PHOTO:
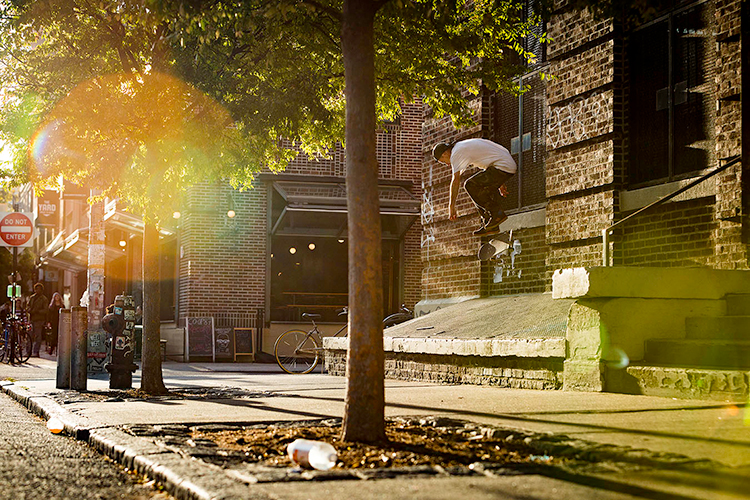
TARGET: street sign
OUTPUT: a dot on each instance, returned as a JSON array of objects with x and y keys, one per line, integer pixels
[{"x": 16, "y": 229}]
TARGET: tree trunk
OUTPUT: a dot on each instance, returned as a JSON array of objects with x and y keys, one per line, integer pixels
[
  {"x": 364, "y": 417},
  {"x": 151, "y": 378}
]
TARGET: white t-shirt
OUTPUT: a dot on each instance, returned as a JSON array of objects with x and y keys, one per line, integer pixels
[{"x": 481, "y": 153}]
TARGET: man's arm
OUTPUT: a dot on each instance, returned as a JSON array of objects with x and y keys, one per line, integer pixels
[{"x": 455, "y": 184}]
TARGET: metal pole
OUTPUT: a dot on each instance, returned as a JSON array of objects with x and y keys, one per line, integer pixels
[
  {"x": 15, "y": 266},
  {"x": 605, "y": 247},
  {"x": 79, "y": 354},
  {"x": 64, "y": 350}
]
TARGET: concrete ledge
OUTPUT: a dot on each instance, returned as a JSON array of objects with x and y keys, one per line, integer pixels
[
  {"x": 648, "y": 283},
  {"x": 688, "y": 383},
  {"x": 517, "y": 347},
  {"x": 427, "y": 306}
]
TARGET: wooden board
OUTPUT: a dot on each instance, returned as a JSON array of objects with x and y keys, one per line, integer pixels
[
  {"x": 224, "y": 343},
  {"x": 244, "y": 342},
  {"x": 199, "y": 333}
]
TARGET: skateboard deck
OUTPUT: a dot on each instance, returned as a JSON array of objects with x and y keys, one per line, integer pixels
[{"x": 495, "y": 246}]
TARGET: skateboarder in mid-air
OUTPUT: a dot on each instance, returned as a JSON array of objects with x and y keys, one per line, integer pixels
[{"x": 484, "y": 187}]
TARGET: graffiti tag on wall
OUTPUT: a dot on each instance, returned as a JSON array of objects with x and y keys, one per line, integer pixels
[{"x": 577, "y": 120}]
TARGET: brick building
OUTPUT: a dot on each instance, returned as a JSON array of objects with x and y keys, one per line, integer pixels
[
  {"x": 256, "y": 258},
  {"x": 632, "y": 113}
]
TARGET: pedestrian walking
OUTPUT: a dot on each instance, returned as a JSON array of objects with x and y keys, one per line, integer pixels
[
  {"x": 53, "y": 317},
  {"x": 37, "y": 309},
  {"x": 486, "y": 187}
]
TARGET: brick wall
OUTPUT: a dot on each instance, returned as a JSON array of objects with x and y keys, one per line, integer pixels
[
  {"x": 223, "y": 263},
  {"x": 586, "y": 169},
  {"x": 678, "y": 235},
  {"x": 510, "y": 372}
]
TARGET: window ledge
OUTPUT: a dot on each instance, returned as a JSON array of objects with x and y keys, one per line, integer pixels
[{"x": 639, "y": 198}]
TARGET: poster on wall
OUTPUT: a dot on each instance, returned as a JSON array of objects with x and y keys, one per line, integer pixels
[
  {"x": 244, "y": 342},
  {"x": 224, "y": 343},
  {"x": 199, "y": 338},
  {"x": 48, "y": 209}
]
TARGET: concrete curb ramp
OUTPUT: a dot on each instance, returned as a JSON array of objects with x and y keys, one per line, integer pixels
[{"x": 187, "y": 478}]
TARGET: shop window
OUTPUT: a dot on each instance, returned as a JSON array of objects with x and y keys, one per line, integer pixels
[{"x": 671, "y": 95}]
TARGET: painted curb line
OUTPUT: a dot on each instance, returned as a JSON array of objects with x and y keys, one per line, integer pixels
[{"x": 182, "y": 478}]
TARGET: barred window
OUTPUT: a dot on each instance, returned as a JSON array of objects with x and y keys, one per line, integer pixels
[
  {"x": 520, "y": 126},
  {"x": 671, "y": 95}
]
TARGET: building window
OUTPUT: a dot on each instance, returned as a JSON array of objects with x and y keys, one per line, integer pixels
[
  {"x": 520, "y": 125},
  {"x": 671, "y": 95}
]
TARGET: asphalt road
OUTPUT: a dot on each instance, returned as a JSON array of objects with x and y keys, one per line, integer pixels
[{"x": 34, "y": 463}]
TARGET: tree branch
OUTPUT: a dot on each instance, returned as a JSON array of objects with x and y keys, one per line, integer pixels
[{"x": 336, "y": 14}]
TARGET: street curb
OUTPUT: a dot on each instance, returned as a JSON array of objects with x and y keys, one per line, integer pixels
[
  {"x": 190, "y": 479},
  {"x": 207, "y": 482}
]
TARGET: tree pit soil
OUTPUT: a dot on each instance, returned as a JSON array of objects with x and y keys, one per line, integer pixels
[{"x": 409, "y": 443}]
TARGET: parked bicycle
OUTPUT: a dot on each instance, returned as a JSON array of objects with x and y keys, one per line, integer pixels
[
  {"x": 299, "y": 352},
  {"x": 16, "y": 341}
]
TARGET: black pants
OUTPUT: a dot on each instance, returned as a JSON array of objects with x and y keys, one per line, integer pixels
[{"x": 483, "y": 189}]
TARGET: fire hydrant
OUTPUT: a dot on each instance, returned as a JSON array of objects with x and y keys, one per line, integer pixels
[{"x": 116, "y": 323}]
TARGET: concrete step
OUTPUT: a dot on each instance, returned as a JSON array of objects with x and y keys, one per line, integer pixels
[
  {"x": 738, "y": 304},
  {"x": 721, "y": 354},
  {"x": 681, "y": 382},
  {"x": 721, "y": 328}
]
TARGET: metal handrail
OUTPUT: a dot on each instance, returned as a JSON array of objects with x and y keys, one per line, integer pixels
[{"x": 606, "y": 254}]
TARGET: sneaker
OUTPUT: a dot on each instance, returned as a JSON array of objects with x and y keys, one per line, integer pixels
[
  {"x": 492, "y": 226},
  {"x": 480, "y": 231}
]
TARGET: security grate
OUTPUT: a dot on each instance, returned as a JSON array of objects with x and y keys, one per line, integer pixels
[{"x": 527, "y": 188}]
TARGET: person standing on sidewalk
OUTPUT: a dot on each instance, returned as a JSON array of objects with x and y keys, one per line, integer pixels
[
  {"x": 37, "y": 309},
  {"x": 485, "y": 187}
]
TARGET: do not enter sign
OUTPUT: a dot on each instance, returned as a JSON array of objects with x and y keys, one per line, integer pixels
[{"x": 16, "y": 229}]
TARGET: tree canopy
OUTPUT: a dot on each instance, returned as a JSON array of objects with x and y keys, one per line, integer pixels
[
  {"x": 308, "y": 71},
  {"x": 107, "y": 92}
]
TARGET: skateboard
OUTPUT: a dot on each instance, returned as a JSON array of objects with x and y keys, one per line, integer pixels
[{"x": 495, "y": 246}]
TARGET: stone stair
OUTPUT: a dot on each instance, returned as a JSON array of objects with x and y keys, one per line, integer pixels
[{"x": 711, "y": 362}]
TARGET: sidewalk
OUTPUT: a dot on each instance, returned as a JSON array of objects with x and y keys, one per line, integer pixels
[{"x": 714, "y": 435}]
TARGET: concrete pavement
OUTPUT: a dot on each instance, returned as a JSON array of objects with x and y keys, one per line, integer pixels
[{"x": 656, "y": 430}]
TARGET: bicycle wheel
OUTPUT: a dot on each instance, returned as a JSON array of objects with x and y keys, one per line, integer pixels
[
  {"x": 296, "y": 351},
  {"x": 23, "y": 347}
]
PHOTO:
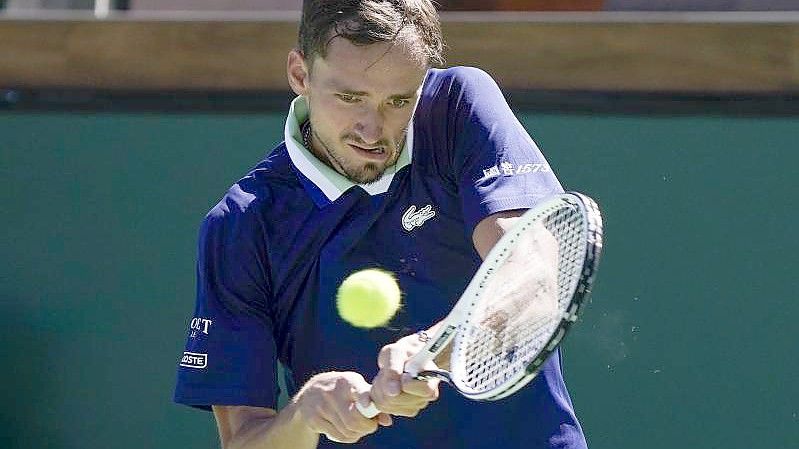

WHAT THE EXERCISE ASKS: Could you repeat each line above exactly as written? Omit the pictures.

WRITTEN RESPONSE:
PHOTO:
TARGET: street sign
OUTPUT: a dot on each instance, returned as a JSON array of objects with x and y keys, one per line, integer pixels
[{"x": 16, "y": 229}]
TARGET: tree trunk
OUTPUT: a dot on each instance, returned as a JSON array of objects with x and y keys, one per line, integer pixels
[
  {"x": 364, "y": 417},
  {"x": 151, "y": 378}
]
TARGET: white t-shirt
OUTPUT: a dot on each instance, returned as a JSON array of objects with x and y keys, one per line, integer pixels
[{"x": 481, "y": 153}]
TARGET: man's arm
OUTPUT: a dot on each instance, returned as a JSON array of objects with x and y keys, one per line, integer pixels
[{"x": 455, "y": 184}]
TARGET: metal pole
OUTPUT: a dot on each instance, returned as a JSON array of objects with x and y keys, one per line, integer pixels
[
  {"x": 15, "y": 266},
  {"x": 605, "y": 247},
  {"x": 79, "y": 354},
  {"x": 64, "y": 350}
]
TARGET: concrete ledge
OUTPUT: a dot on each instance, returned as a JSON array of objects with x and y keys, one per line, integer pixels
[
  {"x": 648, "y": 283},
  {"x": 688, "y": 383},
  {"x": 517, "y": 347},
  {"x": 427, "y": 306}
]
TARGET: wooden board
OUTPUT: a dot on each instance, returned as a JSON array of objects with x and y keys, one per line, integer pixels
[
  {"x": 224, "y": 343},
  {"x": 244, "y": 342},
  {"x": 199, "y": 333}
]
TARGET: skateboard deck
OUTPUT: a dot on each instance, returned as a JSON array of objects with x and y keys, one per line, integer pixels
[{"x": 495, "y": 246}]
TARGET: skateboarder in mid-air
OUTPUT: a dot on each instance, returned as a JSON array of objects with x and y keys, one per line, integer pixels
[{"x": 484, "y": 187}]
TARGET: graffiti tag on wall
OUTPUT: a dot on each instance, returned as a JSON array of objects with x and y keys, one per line, integer pixels
[{"x": 577, "y": 120}]
TARGET: brick building
OUTPUT: a dot on each instance, returned as a JSON array of objects with x and y keys, one per line, integer pixels
[
  {"x": 256, "y": 258},
  {"x": 632, "y": 113}
]
TARGET: pedestrian walking
OUTPUT: a dot on each instance, returned as a JSON array of objects with x and y keys, one per line, integer pixels
[
  {"x": 53, "y": 317},
  {"x": 37, "y": 309},
  {"x": 486, "y": 187}
]
TARGET: brick wall
OUTPUT: a dot on each instance, returned as a JSON array of objects with x and y keys, one per line, integer pixels
[
  {"x": 223, "y": 263},
  {"x": 586, "y": 169},
  {"x": 678, "y": 235},
  {"x": 510, "y": 372}
]
TARGET: window ledge
OUTPUT: a dot on each instance, returned as a JSON array of objects with x and y keys, one per line, integer pixels
[{"x": 639, "y": 198}]
TARGET: poster on wall
OUTPUT: a dot on each instance, returned as a JSON array of objects with x and y keys, one per line, integer pixels
[
  {"x": 244, "y": 342},
  {"x": 224, "y": 343},
  {"x": 199, "y": 338},
  {"x": 48, "y": 209}
]
TARGET: concrete curb ramp
OUTPUT: a dot on each instance, returned as a JSON array of objects with x and y keys, one per line, integer pixels
[{"x": 187, "y": 478}]
TARGET: shop window
OUTPUT: a dot on each instance, returned as a JSON array of objects with x and y keys, one per line, integer pixels
[{"x": 671, "y": 95}]
TARGET: painted curb line
OUTPUT: a dot on each instance, returned as a JSON array of objects with x and y keys, one per line, integer pixels
[{"x": 182, "y": 478}]
TARGET: barred window
OUTPUT: a dot on each instance, returned as a JSON array of objects with x and y keys, one per line, integer pixels
[
  {"x": 520, "y": 126},
  {"x": 671, "y": 95}
]
TARGET: building window
OUTPUT: a dot on each instance, returned as a JSON array of objects with x and y keys, one per line, integer pixels
[
  {"x": 520, "y": 125},
  {"x": 671, "y": 95}
]
TARGET: asphalt road
OUTPUT: a dot on each instance, returned as a JSON array of objects with x and y keys, one per line, integer pixels
[{"x": 34, "y": 463}]
TARGET: tree branch
OUTPUT: a dot on each instance, returned as a JSON array of objects with x and y keys, one per line, integer pixels
[{"x": 336, "y": 14}]
TARGET: street curb
OUTPUT: a dot on each instance, returned as a JSON array of objects with x and y keys, one per line, integer pixels
[
  {"x": 190, "y": 479},
  {"x": 207, "y": 482}
]
TARGET: tree pit soil
OUTPUT: a dot on each instance, returned as a JSON array of objects with x and y keys, one per line, integer pixels
[{"x": 409, "y": 443}]
TARGET: parked bicycle
OUTPUT: a dot on each instance, returned as a JSON array of objects with x and y keys, one per line, integer pixels
[
  {"x": 299, "y": 352},
  {"x": 16, "y": 341}
]
TARGET: black pants
OUTPUT: a dot on each instance, returned as a JSON array of objects with x and y keys, one per line, integer pixels
[{"x": 483, "y": 189}]
TARGET: fire hydrant
OUTPUT: a dot on each instance, returned as a JSON array of objects with x and y keys, one per line, integer pixels
[{"x": 116, "y": 323}]
TARGET: concrete step
OUTPUT: a dot on each instance, returned as a JSON array of objects with x and y keys, one per line, integer pixels
[
  {"x": 738, "y": 304},
  {"x": 721, "y": 354},
  {"x": 681, "y": 382},
  {"x": 721, "y": 328}
]
TARGET: metal handrail
OUTPUT: a dot on each instance, returned as a JSON array of objects with x and y keys, one per line, integer pixels
[{"x": 606, "y": 254}]
TARGET: sneaker
OUTPUT: a dot on each instance, returned as a JSON array of objects with x and y keys, one per line, integer pixels
[
  {"x": 492, "y": 226},
  {"x": 480, "y": 231}
]
TARGET: security grate
OUTPUT: a dot on each instance, returned as a JSON array of objects with x and y keys, one per line, integer pixels
[{"x": 527, "y": 188}]
TARGET: person standing on sidewalk
OUTPUT: a dot on each instance, returned as a JSON array of objects with x and y keys, one per line, integer pixels
[
  {"x": 37, "y": 309},
  {"x": 485, "y": 187}
]
TARGET: do not enter sign
OUTPUT: a dot on each instance, returned as a JSON array of objects with x and y keys, one per line, integer pixels
[{"x": 16, "y": 229}]
TARGET: tree canopy
OUTPUT: a dot on each instance, returned as a JSON array of objects with x and y keys, one per line, integer pixels
[
  {"x": 308, "y": 71},
  {"x": 107, "y": 92}
]
TARGET: skateboard
OUTPUT: a dot on each instance, returned as a JSON array of objects with x and y keys, one per line, integer pixels
[{"x": 495, "y": 246}]
TARGET: stone stair
OUTPUT: a dot on each instance, returned as a JSON array of objects with x and y keys, one per line, integer pixels
[{"x": 711, "y": 362}]
TARGET: sidewalk
OUTPUT: a dot on each instance, returned as a JSON array of objects with x and y keys, one per line, integer pixels
[{"x": 714, "y": 435}]
TARGET: concrete pavement
OUTPUT: a dot on each instance, returned as a JSON array of objects with x and y keys, one per line, integer pixels
[{"x": 656, "y": 430}]
TARGET: bicycle wheel
OUTPUT: a dot on each instance, returned as a JSON array of objects with x and y keys, one per line, integer pixels
[
  {"x": 296, "y": 351},
  {"x": 23, "y": 347}
]
PHOTO:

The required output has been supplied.